### DIRECTIONS
Render the lines below as a JSON list of strings, one string per line, omitting blank lines. Leave the pictures out of the result.

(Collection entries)
^^^^

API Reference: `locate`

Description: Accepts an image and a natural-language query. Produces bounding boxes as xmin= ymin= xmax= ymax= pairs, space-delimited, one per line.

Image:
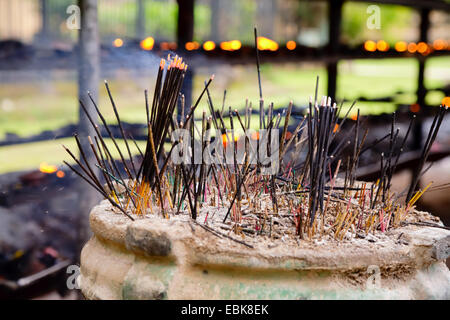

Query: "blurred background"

xmin=0 ymin=0 xmax=450 ymax=298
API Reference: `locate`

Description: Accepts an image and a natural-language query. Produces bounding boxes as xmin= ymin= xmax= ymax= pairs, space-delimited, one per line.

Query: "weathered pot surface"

xmin=80 ymin=201 xmax=450 ymax=299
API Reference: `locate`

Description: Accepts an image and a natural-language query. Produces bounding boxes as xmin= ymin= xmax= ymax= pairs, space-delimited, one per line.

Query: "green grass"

xmin=0 ymin=57 xmax=450 ymax=172
xmin=0 ymin=138 xmax=145 ymax=173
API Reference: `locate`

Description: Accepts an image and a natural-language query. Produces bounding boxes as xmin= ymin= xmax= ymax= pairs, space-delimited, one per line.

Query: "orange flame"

xmin=39 ymin=162 xmax=58 ymax=173
xmin=395 ymin=41 xmax=408 ymax=52
xmin=113 ymin=38 xmax=123 ymax=48
xmin=433 ymin=39 xmax=447 ymax=50
xmin=408 ymin=42 xmax=417 ymax=53
xmin=141 ymin=37 xmax=155 ymax=51
xmin=184 ymin=41 xmax=200 ymax=51
xmin=417 ymin=42 xmax=428 ymax=54
xmin=220 ymin=40 xmax=242 ymax=51
xmin=442 ymin=97 xmax=450 ymax=107
xmin=203 ymin=41 xmax=216 ymax=51
xmin=377 ymin=40 xmax=389 ymax=52
xmin=364 ymin=40 xmax=377 ymax=52
xmin=257 ymin=37 xmax=278 ymax=51
xmin=286 ymin=40 xmax=297 ymax=50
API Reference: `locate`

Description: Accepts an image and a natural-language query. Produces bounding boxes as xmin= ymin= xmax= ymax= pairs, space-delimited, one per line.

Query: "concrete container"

xmin=80 ymin=201 xmax=450 ymax=300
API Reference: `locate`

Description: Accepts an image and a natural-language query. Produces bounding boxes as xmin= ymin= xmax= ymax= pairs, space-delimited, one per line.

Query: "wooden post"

xmin=37 ymin=0 xmax=49 ymax=46
xmin=76 ymin=0 xmax=100 ymax=262
xmin=413 ymin=8 xmax=430 ymax=150
xmin=327 ymin=0 xmax=343 ymax=99
xmin=209 ymin=0 xmax=222 ymax=42
xmin=136 ymin=0 xmax=145 ymax=40
xmin=177 ymin=0 xmax=194 ymax=117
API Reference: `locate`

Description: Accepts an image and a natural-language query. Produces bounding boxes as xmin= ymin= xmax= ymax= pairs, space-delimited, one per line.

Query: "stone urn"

xmin=79 ymin=201 xmax=450 ymax=300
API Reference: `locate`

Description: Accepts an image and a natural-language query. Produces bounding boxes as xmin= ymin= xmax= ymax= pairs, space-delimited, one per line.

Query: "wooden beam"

xmin=327 ymin=0 xmax=343 ymax=99
xmin=177 ymin=0 xmax=194 ymax=117
xmin=76 ymin=0 xmax=100 ymax=258
xmin=413 ymin=8 xmax=430 ymax=150
xmin=177 ymin=0 xmax=194 ymax=50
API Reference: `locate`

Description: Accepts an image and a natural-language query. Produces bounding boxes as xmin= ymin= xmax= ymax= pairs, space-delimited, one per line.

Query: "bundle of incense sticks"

xmin=64 ymin=44 xmax=447 ymax=240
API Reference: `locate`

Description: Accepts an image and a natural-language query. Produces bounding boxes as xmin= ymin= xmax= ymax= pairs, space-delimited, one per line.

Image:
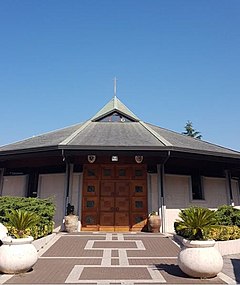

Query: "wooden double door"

xmin=82 ymin=165 xmax=147 ymax=231
xmin=99 ymin=180 xmax=130 ymax=230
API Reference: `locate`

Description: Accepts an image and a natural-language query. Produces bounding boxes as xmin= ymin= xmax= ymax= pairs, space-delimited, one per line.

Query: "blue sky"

xmin=0 ymin=0 xmax=240 ymax=151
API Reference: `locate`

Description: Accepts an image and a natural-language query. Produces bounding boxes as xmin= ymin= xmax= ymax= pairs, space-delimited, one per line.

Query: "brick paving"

xmin=0 ymin=232 xmax=231 ymax=285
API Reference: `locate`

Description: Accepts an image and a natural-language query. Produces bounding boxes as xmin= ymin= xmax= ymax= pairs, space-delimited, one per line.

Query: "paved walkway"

^^^^

### EXERCISE RESULT
[
  "API Reference: `locate`",
  "Description: Accepts an image and a natural-language query. Produces bounding boxes as xmin= ymin= xmax= ymax= pairs, space-delimited, one per line.",
  "Image:",
  "Query: \"blurred background\"",
  "xmin=0 ymin=0 xmax=450 ymax=298",
  "API Reference: `locate`",
  "Description: Accepts an image and a natural-language query. Produces bounding boxes as xmin= ymin= xmax= ymax= pairs, space-delimited, one per line.",
  "Query: \"weathered pot surface\"",
  "xmin=80 ymin=201 xmax=450 ymax=299",
  "API Reference: `locate`",
  "Description: Accepts an image and a natural-language query. Produces bounding boxes as xmin= ymin= xmax= ymax= pairs, space-delimited, one per line.",
  "Query: \"green grass\"",
  "xmin=0 ymin=57 xmax=450 ymax=172",
  "xmin=0 ymin=138 xmax=145 ymax=173",
  "API Reference: `locate`",
  "Description: Accepts an image and a natural-language query. Produces bounding boxes as xmin= ymin= xmax= ymax= pairs, space-delimited, one per line.",
  "Query: \"orange flame\"",
  "xmin=39 ymin=162 xmax=58 ymax=173",
  "xmin=395 ymin=41 xmax=408 ymax=52",
  "xmin=113 ymin=38 xmax=123 ymax=48",
  "xmin=433 ymin=39 xmax=447 ymax=50",
  "xmin=408 ymin=42 xmax=417 ymax=53",
  "xmin=141 ymin=37 xmax=155 ymax=51",
  "xmin=184 ymin=41 xmax=200 ymax=51",
  "xmin=417 ymin=42 xmax=428 ymax=54",
  "xmin=220 ymin=40 xmax=242 ymax=51",
  "xmin=442 ymin=97 xmax=450 ymax=107",
  "xmin=203 ymin=41 xmax=216 ymax=51",
  "xmin=377 ymin=40 xmax=389 ymax=52",
  "xmin=364 ymin=40 xmax=377 ymax=52",
  "xmin=257 ymin=37 xmax=278 ymax=51",
  "xmin=286 ymin=40 xmax=297 ymax=50",
  "API Reference: `locate`",
  "Description: Accepts an image and a natural-language query. Produces bounding boxes as xmin= ymin= xmax= ymax= pairs, space-delimited, one per line.",
  "Query: \"concrete container\"",
  "xmin=80 ymin=201 xmax=450 ymax=300",
  "API Reference: `locate`",
  "Description: Accepts an image and a natural-language query. Produces bounding boxes as xmin= ymin= xmax= ymax= pairs, space-delimited, one per line.",
  "Query: \"wooden post\"",
  "xmin=37 ymin=0 xmax=49 ymax=46",
  "xmin=76 ymin=0 xmax=100 ymax=262",
  "xmin=413 ymin=8 xmax=430 ymax=150",
  "xmin=327 ymin=0 xmax=343 ymax=99",
  "xmin=209 ymin=0 xmax=222 ymax=42",
  "xmin=136 ymin=0 xmax=145 ymax=40",
  "xmin=177 ymin=0 xmax=194 ymax=117",
  "API Reference: `locate`",
  "Description: Accepts an image and a natural-language query. Produces bounding boxes as xmin= ymin= xmax= ymax= pairs, space-delimited, one per line.",
  "Query: \"stone urn\"",
  "xmin=79 ymin=201 xmax=450 ymax=300",
  "API Reference: `locate`",
  "Description: Accepts an image and a natural-language query. Produces bounding boxes as xmin= ymin= xmax= ymax= pairs, space-delimited, one per line.",
  "Query: \"wooden beam\"",
  "xmin=327 ymin=0 xmax=343 ymax=99",
  "xmin=177 ymin=0 xmax=194 ymax=117",
  "xmin=76 ymin=0 xmax=100 ymax=258",
  "xmin=413 ymin=8 xmax=430 ymax=150",
  "xmin=177 ymin=0 xmax=194 ymax=50",
  "API Reference: `locate`",
  "Description: Accepts an image and a natural-language query. Produces bounding boxes as xmin= ymin= xmax= ymax= pairs, space-delimited, one per line.",
  "Query: \"bundle of incense sticks\"",
  "xmin=64 ymin=44 xmax=447 ymax=240",
  "API Reference: `locate`",
  "Description: Accepts an image and a natural-language query. Produces bounding boxes as xmin= ymin= xmax= ymax= pairs, space-delimited, one per line.",
  "Image:",
  "Query: \"wooden double door\"",
  "xmin=82 ymin=165 xmax=147 ymax=231",
  "xmin=99 ymin=180 xmax=130 ymax=230",
  "API Reference: `locate`",
  "Description: Accepts an image and a natural-language query. Produces bounding boxes as xmin= ymin= xmax= ymax= pairs, space-delimited, one per line.",
  "Query: \"blue sky\"",
  "xmin=0 ymin=0 xmax=240 ymax=151",
  "API Reference: `locate`",
  "Description: Accepts an image and a natural-language query. Produces bounding boxes as xmin= ymin= xmax= ymax= pairs, space-delimited, one per line.",
  "Query: \"brick paving\"",
  "xmin=0 ymin=232 xmax=231 ymax=285",
  "API Reference: `locate`",
  "Description: Accepts an image and a natural-language query. Produces bounding boxes as xmin= ymin= xmax= ymax= pairs, space-delimited, one per line.",
  "Query: \"paved walkway\""
]